### Available records

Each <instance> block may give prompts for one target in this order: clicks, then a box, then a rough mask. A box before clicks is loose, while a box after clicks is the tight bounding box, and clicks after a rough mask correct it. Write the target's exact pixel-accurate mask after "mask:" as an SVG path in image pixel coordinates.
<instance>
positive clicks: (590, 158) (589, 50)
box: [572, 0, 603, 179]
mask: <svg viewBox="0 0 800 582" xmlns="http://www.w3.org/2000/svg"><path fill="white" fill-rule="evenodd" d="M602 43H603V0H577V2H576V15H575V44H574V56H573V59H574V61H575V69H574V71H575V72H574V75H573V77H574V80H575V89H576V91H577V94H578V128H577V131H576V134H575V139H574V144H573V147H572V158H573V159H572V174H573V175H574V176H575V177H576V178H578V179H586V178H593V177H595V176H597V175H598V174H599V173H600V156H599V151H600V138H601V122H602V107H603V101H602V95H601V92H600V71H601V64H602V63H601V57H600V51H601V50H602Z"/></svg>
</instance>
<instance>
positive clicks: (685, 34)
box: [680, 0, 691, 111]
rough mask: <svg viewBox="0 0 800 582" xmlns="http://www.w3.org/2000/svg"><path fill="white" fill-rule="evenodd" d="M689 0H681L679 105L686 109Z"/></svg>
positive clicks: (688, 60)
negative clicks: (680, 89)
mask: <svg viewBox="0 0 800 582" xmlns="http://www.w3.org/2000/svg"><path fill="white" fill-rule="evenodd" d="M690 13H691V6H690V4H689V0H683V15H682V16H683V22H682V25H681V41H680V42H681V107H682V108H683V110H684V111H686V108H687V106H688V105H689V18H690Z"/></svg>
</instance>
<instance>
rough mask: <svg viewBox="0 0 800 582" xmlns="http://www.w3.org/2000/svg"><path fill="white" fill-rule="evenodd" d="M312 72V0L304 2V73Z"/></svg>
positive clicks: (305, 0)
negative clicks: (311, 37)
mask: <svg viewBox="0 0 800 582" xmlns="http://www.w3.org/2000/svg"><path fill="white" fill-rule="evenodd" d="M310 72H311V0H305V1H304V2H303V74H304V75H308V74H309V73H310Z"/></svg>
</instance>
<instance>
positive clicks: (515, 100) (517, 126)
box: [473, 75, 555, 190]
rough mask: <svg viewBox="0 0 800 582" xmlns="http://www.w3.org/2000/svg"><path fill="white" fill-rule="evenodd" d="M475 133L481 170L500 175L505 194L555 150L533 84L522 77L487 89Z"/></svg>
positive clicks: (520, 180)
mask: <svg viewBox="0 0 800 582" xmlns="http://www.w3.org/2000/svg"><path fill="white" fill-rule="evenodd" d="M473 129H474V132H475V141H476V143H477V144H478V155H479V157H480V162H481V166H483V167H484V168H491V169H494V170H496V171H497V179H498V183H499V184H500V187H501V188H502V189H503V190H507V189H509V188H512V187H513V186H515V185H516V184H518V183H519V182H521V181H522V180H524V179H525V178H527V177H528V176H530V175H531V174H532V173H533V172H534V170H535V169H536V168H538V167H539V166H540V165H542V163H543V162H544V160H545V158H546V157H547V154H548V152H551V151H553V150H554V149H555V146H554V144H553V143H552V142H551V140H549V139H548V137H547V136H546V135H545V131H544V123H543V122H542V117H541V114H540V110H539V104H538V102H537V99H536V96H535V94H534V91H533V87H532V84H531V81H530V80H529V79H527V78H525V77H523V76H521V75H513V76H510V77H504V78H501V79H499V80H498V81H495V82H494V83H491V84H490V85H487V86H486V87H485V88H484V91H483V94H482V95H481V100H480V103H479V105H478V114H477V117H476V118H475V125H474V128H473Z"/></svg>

######

**Directions for this task**
Beginning at the line with "positive clicks: (590, 158) (589, 50)" and stopping after the line with "positive clicks: (515, 100) (517, 126)", please write out every line of the data above exactly and nothing else.

**Output below**
positive clicks: (590, 158) (589, 50)
box: [572, 0, 603, 179]
mask: <svg viewBox="0 0 800 582" xmlns="http://www.w3.org/2000/svg"><path fill="white" fill-rule="evenodd" d="M602 43H603V0H577V2H576V15H575V44H574V56H573V59H574V61H575V69H574V71H575V72H574V75H573V77H574V80H575V89H576V91H577V94H578V128H577V131H576V134H575V139H574V144H573V147H572V158H573V159H572V174H573V175H574V176H575V177H576V178H578V179H586V178H593V177H595V176H597V175H598V174H599V173H600V156H599V151H600V138H601V122H602V107H603V101H602V95H601V92H600V71H601V64H602V63H601V57H600V51H601V50H602Z"/></svg>
</instance>
<instance>
positive clicks: (685, 34)
box: [680, 0, 691, 111]
rough mask: <svg viewBox="0 0 800 582" xmlns="http://www.w3.org/2000/svg"><path fill="white" fill-rule="evenodd" d="M689 0H681L679 105L686 109Z"/></svg>
positive clicks: (688, 60)
negative clicks: (680, 89)
mask: <svg viewBox="0 0 800 582" xmlns="http://www.w3.org/2000/svg"><path fill="white" fill-rule="evenodd" d="M690 13H691V6H690V4H689V0H683V15H682V16H683V22H682V25H681V41H680V42H681V107H682V108H683V110H684V111H686V108H687V106H688V105H689V18H690Z"/></svg>
</instance>
<instance>
rough mask: <svg viewBox="0 0 800 582" xmlns="http://www.w3.org/2000/svg"><path fill="white" fill-rule="evenodd" d="M312 72V0L304 2V73Z"/></svg>
positive clicks: (305, 0)
negative clicks: (311, 37)
mask: <svg viewBox="0 0 800 582" xmlns="http://www.w3.org/2000/svg"><path fill="white" fill-rule="evenodd" d="M310 72H311V0H305V1H304V2H303V74H304V75H308V74H309V73H310Z"/></svg>
</instance>
<instance>
positive clicks: (515, 100) (517, 126)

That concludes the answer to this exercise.